Arrange the lines below as a numbered list, leaving out blank lines and any pictures.
*** Data for review Section Begins ***
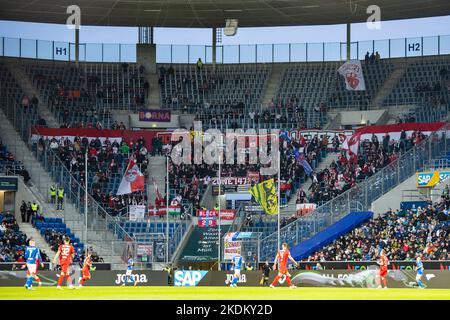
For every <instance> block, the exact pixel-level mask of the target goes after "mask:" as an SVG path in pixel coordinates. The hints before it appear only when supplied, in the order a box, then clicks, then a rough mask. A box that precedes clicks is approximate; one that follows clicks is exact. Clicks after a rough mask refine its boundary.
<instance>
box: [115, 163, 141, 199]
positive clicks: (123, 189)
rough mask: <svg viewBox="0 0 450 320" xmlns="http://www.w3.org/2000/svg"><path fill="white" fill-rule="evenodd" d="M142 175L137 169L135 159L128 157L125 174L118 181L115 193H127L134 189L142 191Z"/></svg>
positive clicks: (131, 192) (119, 194) (123, 193)
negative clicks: (128, 159) (121, 177)
mask: <svg viewBox="0 0 450 320" xmlns="http://www.w3.org/2000/svg"><path fill="white" fill-rule="evenodd" d="M144 180H145V179H144V175H143V174H142V172H141V171H140V170H139V168H138V166H137V164H136V161H135V160H133V159H130V161H129V162H128V166H127V169H126V170H125V174H124V176H123V178H122V181H121V182H120V185H119V189H118V190H117V195H118V196H119V195H122V194H129V193H133V192H136V191H144Z"/></svg>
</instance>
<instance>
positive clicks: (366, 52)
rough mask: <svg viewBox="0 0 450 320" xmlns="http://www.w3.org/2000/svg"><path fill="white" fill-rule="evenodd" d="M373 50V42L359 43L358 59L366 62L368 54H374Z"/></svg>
mask: <svg viewBox="0 0 450 320" xmlns="http://www.w3.org/2000/svg"><path fill="white" fill-rule="evenodd" d="M372 50H373V41H360V42H359V43H358V59H359V60H364V57H365V56H366V53H367V52H369V55H370V54H371V53H372ZM380 54H381V53H380Z"/></svg>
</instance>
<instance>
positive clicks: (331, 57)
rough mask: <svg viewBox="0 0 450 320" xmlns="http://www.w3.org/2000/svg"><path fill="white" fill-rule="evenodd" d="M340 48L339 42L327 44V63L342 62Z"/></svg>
mask: <svg viewBox="0 0 450 320" xmlns="http://www.w3.org/2000/svg"><path fill="white" fill-rule="evenodd" d="M340 47H341V44H340V43H339V42H334V43H325V61H340V60H341V55H340Z"/></svg>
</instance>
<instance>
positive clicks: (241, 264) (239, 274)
mask: <svg viewBox="0 0 450 320" xmlns="http://www.w3.org/2000/svg"><path fill="white" fill-rule="evenodd" d="M231 263H232V264H233V269H234V273H233V280H231V283H230V287H237V282H238V281H239V277H240V276H241V269H242V266H243V265H244V259H243V258H242V256H241V255H240V254H237V255H235V256H234V257H233V259H231ZM227 284H228V282H227Z"/></svg>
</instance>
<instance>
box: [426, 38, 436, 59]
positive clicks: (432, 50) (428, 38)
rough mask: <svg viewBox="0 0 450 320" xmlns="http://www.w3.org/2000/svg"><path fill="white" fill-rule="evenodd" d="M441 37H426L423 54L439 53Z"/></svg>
mask: <svg viewBox="0 0 450 320" xmlns="http://www.w3.org/2000/svg"><path fill="white" fill-rule="evenodd" d="M438 47H439V37H424V38H423V48H422V51H423V55H424V56H433V55H437V54H438Z"/></svg>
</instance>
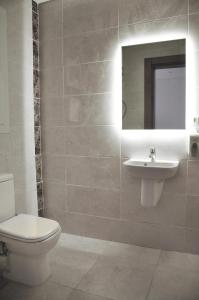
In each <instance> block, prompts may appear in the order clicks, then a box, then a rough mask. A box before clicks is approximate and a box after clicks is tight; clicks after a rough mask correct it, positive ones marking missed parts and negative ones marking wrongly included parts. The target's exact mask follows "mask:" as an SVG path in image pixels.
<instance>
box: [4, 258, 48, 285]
mask: <svg viewBox="0 0 199 300" xmlns="http://www.w3.org/2000/svg"><path fill="white" fill-rule="evenodd" d="M50 274H51V271H50V265H49V262H48V254H45V255H42V256H33V257H32V256H21V255H18V254H16V253H9V254H8V266H7V270H6V271H4V272H3V277H4V278H7V279H9V280H12V281H16V282H19V283H22V284H25V285H29V286H36V285H40V284H42V283H43V282H45V281H46V280H47V279H48V277H49V276H50Z"/></svg>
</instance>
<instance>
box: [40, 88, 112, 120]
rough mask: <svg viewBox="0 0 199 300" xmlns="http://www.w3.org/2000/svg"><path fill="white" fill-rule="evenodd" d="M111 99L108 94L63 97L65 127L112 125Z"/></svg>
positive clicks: (111, 107) (107, 93)
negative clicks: (66, 126) (63, 103)
mask: <svg viewBox="0 0 199 300" xmlns="http://www.w3.org/2000/svg"><path fill="white" fill-rule="evenodd" d="M112 97H113V95H112V94H110V93H106V94H96V95H86V96H67V97H65V98H64V117H65V124H66V126H71V125H79V126H86V125H112V124H113V117H112V114H111V111H112ZM44 105H45V104H44Z"/></svg>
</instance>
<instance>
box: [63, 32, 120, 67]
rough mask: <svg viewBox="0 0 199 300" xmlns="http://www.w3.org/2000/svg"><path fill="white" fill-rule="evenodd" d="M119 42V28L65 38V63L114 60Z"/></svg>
mask: <svg viewBox="0 0 199 300" xmlns="http://www.w3.org/2000/svg"><path fill="white" fill-rule="evenodd" d="M117 42H118V29H117V28H110V29H106V30H100V31H95V32H91V33H86V34H83V35H81V36H72V37H68V38H65V39H64V50H63V53H64V64H65V65H73V64H78V63H86V62H95V61H103V60H112V59H113V57H114V54H115V49H116V46H117Z"/></svg>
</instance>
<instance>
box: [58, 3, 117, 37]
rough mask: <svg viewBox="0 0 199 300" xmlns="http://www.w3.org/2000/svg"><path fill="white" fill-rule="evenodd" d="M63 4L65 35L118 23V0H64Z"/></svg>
mask: <svg viewBox="0 0 199 300" xmlns="http://www.w3.org/2000/svg"><path fill="white" fill-rule="evenodd" d="M63 4H64V7H63V9H64V10H63V15H64V20H63V21H64V32H63V34H64V36H67V35H74V34H78V33H80V32H86V31H92V30H98V29H102V28H108V27H112V26H116V25H117V24H118V11H117V1H115V0H101V1H98V0H93V1H90V0H83V1H82V0H77V1H73V2H71V1H68V0H64V2H63ZM79 24H81V26H80V25H79Z"/></svg>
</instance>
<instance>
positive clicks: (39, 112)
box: [32, 1, 44, 216]
mask: <svg viewBox="0 0 199 300" xmlns="http://www.w3.org/2000/svg"><path fill="white" fill-rule="evenodd" d="M32 29H33V30H32V37H33V94H34V130H35V165H36V180H37V202H38V214H39V216H43V210H44V197H43V180H42V151H41V118H40V101H41V99H40V71H39V10H38V5H37V3H36V2H35V1H32Z"/></svg>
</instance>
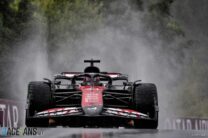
*** Data for review Section Ends ***
Solved exercise:
1. For every <instance> block, the exact pixel-level mask of the target goes after "mask:" as an SVG path in pixel coordinates. The hints before it appear only when supplied, in the order a box, then clicks, then a rough mask. A box that precedes clicks is approximate; one that follows clicks is exact. Clicks after a rough mask refine its boundary.
2. <instance>
3. box: [115, 163, 141, 199]
4. positive clicks: (123, 189)
5. rough mask: <svg viewBox="0 0 450 320" xmlns="http://www.w3.org/2000/svg"><path fill="white" fill-rule="evenodd" d="M142 175L137 169L135 159L128 157L125 174L118 181L115 193H127L134 189L142 191Z"/></svg>
6. positive clicks: (131, 192) (119, 194) (123, 193)
7. negative clicks: (128, 159) (121, 177)
8. mask: <svg viewBox="0 0 450 320" xmlns="http://www.w3.org/2000/svg"><path fill="white" fill-rule="evenodd" d="M144 180H145V179H144V175H143V174H142V172H141V171H140V170H139V168H138V166H137V164H136V161H135V160H133V159H130V161H129V162H128V166H127V169H126V170H125V174H124V176H123V178H122V181H121V182H120V185H119V189H118V190H117V195H118V196H119V195H122V194H129V193H133V192H136V191H144Z"/></svg>
9. </instance>
10. <instance>
11. positive clicks: (366, 52)
12. rough mask: <svg viewBox="0 0 450 320" xmlns="http://www.w3.org/2000/svg"><path fill="white" fill-rule="evenodd" d="M373 50V42L359 43L358 59L366 62L368 54H374Z"/></svg>
13. mask: <svg viewBox="0 0 450 320" xmlns="http://www.w3.org/2000/svg"><path fill="white" fill-rule="evenodd" d="M372 50H373V41H360V42H359V43H358V59H359V60H364V57H365V56H366V53H367V52H369V55H370V54H371V53H372ZM380 54H381V53H380Z"/></svg>
14. </instance>
15. <instance>
16. positive clicks: (331, 57)
17. rough mask: <svg viewBox="0 0 450 320" xmlns="http://www.w3.org/2000/svg"><path fill="white" fill-rule="evenodd" d="M340 48L339 42L327 44V63L342 62Z"/></svg>
18. mask: <svg viewBox="0 0 450 320" xmlns="http://www.w3.org/2000/svg"><path fill="white" fill-rule="evenodd" d="M340 47H341V44H340V43H339V42H334V43H325V61H340V60H341V55H340Z"/></svg>
19. </instance>
20. <instance>
21. positive clicks: (241, 264) (239, 274)
22. mask: <svg viewBox="0 0 450 320" xmlns="http://www.w3.org/2000/svg"><path fill="white" fill-rule="evenodd" d="M231 263H232V264H233V269H234V273H233V280H231V283H230V287H237V282H238V281H239V277H240V276H241V269H242V266H243V265H244V259H243V258H242V256H241V255H240V254H237V255H235V256H234V257H233V259H231ZM227 284H228V282H227Z"/></svg>
23. </instance>
24. <instance>
25. box: [426, 38, 436, 59]
26. positive clicks: (432, 50) (428, 38)
27. rough mask: <svg viewBox="0 0 450 320" xmlns="http://www.w3.org/2000/svg"><path fill="white" fill-rule="evenodd" d="M441 37H426L423 54L439 53Z"/></svg>
28. mask: <svg viewBox="0 0 450 320" xmlns="http://www.w3.org/2000/svg"><path fill="white" fill-rule="evenodd" d="M438 47H439V37H424V38H423V48H422V51H423V55H424V56H433V55H437V54H438Z"/></svg>
29. </instance>
30. In each <instance> block, prompts may appear in the order clicks, then a box, then a rough mask. A box before clicks is approximate and a box after clicks is tight; clicks after a rough mask correct it, positive ones marking missed parts and negative ones marking wrongly included parts. The target's exact mask follows "mask:" as an SVG path in image pixels.
31. <instance>
32. box: [4, 258, 48, 285]
33. mask: <svg viewBox="0 0 199 300" xmlns="http://www.w3.org/2000/svg"><path fill="white" fill-rule="evenodd" d="M50 274H51V271H50V265H49V262H48V254H45V255H42V256H33V257H32V256H21V255H18V254H16V253H9V254H8V266H7V270H6V271H4V272H3V277H4V278H7V279H9V280H12V281H16V282H19V283H22V284H25V285H29V286H36V285H40V284H42V283H43V282H45V281H46V280H47V279H48V277H49V276H50Z"/></svg>
34. </instance>
35. <instance>
36. box: [40, 88, 112, 120]
37. rough mask: <svg viewBox="0 0 199 300" xmlns="http://www.w3.org/2000/svg"><path fill="white" fill-rule="evenodd" d="M111 99L108 94L63 97L65 127L112 125Z"/></svg>
38. positive clicks: (111, 107) (107, 93)
39. negative clicks: (66, 126) (63, 103)
40. mask: <svg viewBox="0 0 199 300" xmlns="http://www.w3.org/2000/svg"><path fill="white" fill-rule="evenodd" d="M112 97H113V95H112V94H110V93H106V94H96V95H86V96H67V97H65V98H64V117H65V124H66V126H71V125H79V126H86V125H112V124H113V117H112V114H111V111H112ZM44 105H45V104H44Z"/></svg>
41. </instance>
42. <instance>
43. box: [63, 32, 120, 67]
44. rough mask: <svg viewBox="0 0 199 300" xmlns="http://www.w3.org/2000/svg"><path fill="white" fill-rule="evenodd" d="M119 42V28L65 38V63L114 60Z"/></svg>
45. mask: <svg viewBox="0 0 199 300" xmlns="http://www.w3.org/2000/svg"><path fill="white" fill-rule="evenodd" d="M117 42H118V29H117V28H110V29H106V30H100V31H95V32H91V33H86V34H83V35H81V36H72V37H68V38H65V39H64V50H63V53H64V64H65V65H73V64H78V63H86V62H95V61H103V60H112V59H113V57H114V54H115V49H116V46H117Z"/></svg>
46. </instance>
47. <instance>
48. box: [58, 3, 117, 37]
49. rough mask: <svg viewBox="0 0 199 300" xmlns="http://www.w3.org/2000/svg"><path fill="white" fill-rule="evenodd" d="M63 4L65 35L118 23V0H64Z"/></svg>
50. mask: <svg viewBox="0 0 199 300" xmlns="http://www.w3.org/2000/svg"><path fill="white" fill-rule="evenodd" d="M63 4H64V7H63V9H64V10H63V15H64V20H63V21H64V32H63V34H64V36H67V35H74V34H78V33H80V32H86V31H92V30H98V29H102V28H108V27H112V26H116V25H117V24H118V11H117V1H115V0H101V1H98V0H93V1H90V0H83V1H82V0H77V1H73V2H71V1H68V0H64V2H63ZM79 24H81V26H80V25H79Z"/></svg>
51. </instance>
52. <instance>
53. positive clicks: (39, 112)
54. box: [32, 1, 44, 216]
55. mask: <svg viewBox="0 0 199 300" xmlns="http://www.w3.org/2000/svg"><path fill="white" fill-rule="evenodd" d="M32 29H33V30H32V37H33V94H34V130H35V165H36V180H37V202H38V214H39V216H43V210H44V197H43V180H42V151H41V118H40V101H41V99H40V71H39V10H38V5H37V3H36V2H35V1H32Z"/></svg>
56. </instance>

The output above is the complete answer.